### Aim of the task
Rewrite the listing from its first line through the line containing "<point>913,765</point>", inclusive, changing "black sweater" to "dark cardigan" and leaving everything else as it is. Return only those lines.

[start]

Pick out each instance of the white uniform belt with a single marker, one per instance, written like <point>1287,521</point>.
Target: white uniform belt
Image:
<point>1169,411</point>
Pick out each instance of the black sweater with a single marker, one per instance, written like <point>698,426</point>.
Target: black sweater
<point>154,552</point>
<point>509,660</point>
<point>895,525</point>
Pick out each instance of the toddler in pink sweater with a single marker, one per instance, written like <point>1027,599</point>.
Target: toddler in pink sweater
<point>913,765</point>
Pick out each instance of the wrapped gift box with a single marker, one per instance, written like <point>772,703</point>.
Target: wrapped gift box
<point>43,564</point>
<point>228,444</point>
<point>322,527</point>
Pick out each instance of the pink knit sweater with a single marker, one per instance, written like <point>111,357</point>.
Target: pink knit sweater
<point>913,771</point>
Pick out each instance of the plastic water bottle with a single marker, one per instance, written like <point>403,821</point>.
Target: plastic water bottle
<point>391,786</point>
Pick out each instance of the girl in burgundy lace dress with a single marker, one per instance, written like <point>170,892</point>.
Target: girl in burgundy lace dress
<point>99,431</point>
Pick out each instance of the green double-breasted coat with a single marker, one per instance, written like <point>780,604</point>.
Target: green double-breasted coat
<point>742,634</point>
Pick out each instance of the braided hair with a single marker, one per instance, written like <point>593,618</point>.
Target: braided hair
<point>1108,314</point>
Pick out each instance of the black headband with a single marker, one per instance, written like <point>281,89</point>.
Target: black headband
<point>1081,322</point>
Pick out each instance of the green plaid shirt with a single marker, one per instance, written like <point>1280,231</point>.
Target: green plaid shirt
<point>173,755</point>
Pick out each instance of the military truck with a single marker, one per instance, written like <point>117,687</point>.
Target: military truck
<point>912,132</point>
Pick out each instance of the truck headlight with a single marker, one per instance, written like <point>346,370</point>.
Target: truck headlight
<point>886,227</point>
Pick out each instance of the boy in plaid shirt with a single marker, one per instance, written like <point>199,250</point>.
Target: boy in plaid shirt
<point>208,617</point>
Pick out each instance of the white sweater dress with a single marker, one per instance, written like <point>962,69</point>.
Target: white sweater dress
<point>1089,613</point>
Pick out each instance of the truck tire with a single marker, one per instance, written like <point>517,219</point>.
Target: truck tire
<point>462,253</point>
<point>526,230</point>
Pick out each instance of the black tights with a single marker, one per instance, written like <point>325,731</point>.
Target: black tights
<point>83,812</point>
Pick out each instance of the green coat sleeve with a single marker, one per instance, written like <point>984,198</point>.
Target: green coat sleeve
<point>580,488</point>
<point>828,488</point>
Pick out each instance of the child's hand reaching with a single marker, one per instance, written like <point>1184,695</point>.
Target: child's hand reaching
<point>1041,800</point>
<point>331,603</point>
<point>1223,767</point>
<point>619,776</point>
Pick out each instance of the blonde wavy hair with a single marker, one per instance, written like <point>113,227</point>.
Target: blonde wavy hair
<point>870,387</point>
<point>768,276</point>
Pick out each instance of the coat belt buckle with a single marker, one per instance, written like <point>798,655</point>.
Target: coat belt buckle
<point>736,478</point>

[end]

### Result of this exercise
Pick out each instance of the white uniform belt with a single marker, one per instance, written like <point>1287,521</point>.
Target: white uniform belt
Image:
<point>1169,411</point>
Pick out each instance of the dark cardigan with a single marker, one per instance, written like <point>698,426</point>.
Target: dark cardigan
<point>154,552</point>
<point>509,660</point>
<point>895,525</point>
Pick out each instance of the toddler in pink sweater with a single marker, one per instance, written like <point>1027,599</point>.
Target: toddler in pink sweater
<point>913,765</point>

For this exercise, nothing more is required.